Excerpt

Finally, the ultimate “good” is this:  I have a roof over my head (and now I even have running water from all my faucets!); reasonably good health (although my medical insurance situation is a whole other nightmare that I’ll tackle in another blog post); a house full of love and barking (and yes, plenty of poop and pee – my garbage men must find me disgusting); good friends and family (even though I don’t see them often enough); and a college graduate daughter whose future stretches out before her like a sparkling (if maybe a little daunting) yellow brick road.  And maybe, just maybe, I can re-start my blog in earnest and resurrect it as the pleasurable pursuit it was intended to be.

The Graduate

The graduate and her siblings

Happy 2018!

A sad post-script:  My cousin George has officially retired “The George and Tony Entertainment Show,” which makes me very sad, especially as his foray into the podcasting arena was a catalyst for me to start my blog.  RIP, GATES.  You will be missed.  I am encouraged, though, by inklings that his podcast days are not entirely over and that there’s some new project in the works.  I certainly hope so!  Cousin George has shown himself to be an intrepid interviewer and a charming and funny host.  Can’t wait to catch up on some of the podisodes I missed in the last year or so and look forward to his future endeavors.

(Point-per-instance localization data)

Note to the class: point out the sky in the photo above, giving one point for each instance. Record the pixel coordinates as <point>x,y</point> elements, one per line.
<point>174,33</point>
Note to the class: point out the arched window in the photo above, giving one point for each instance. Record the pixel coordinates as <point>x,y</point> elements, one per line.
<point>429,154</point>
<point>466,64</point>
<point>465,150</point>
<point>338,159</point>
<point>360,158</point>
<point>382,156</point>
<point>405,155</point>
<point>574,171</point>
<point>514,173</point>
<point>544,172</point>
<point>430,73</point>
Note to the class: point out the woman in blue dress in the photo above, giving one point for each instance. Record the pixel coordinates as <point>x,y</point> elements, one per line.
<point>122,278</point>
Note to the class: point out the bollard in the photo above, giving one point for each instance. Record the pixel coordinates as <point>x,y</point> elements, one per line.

Task to carry out
According to the blog post, what show has the writer's cousin George officially retired?

Response to the exercise
"The George and Tony Entertainment Show"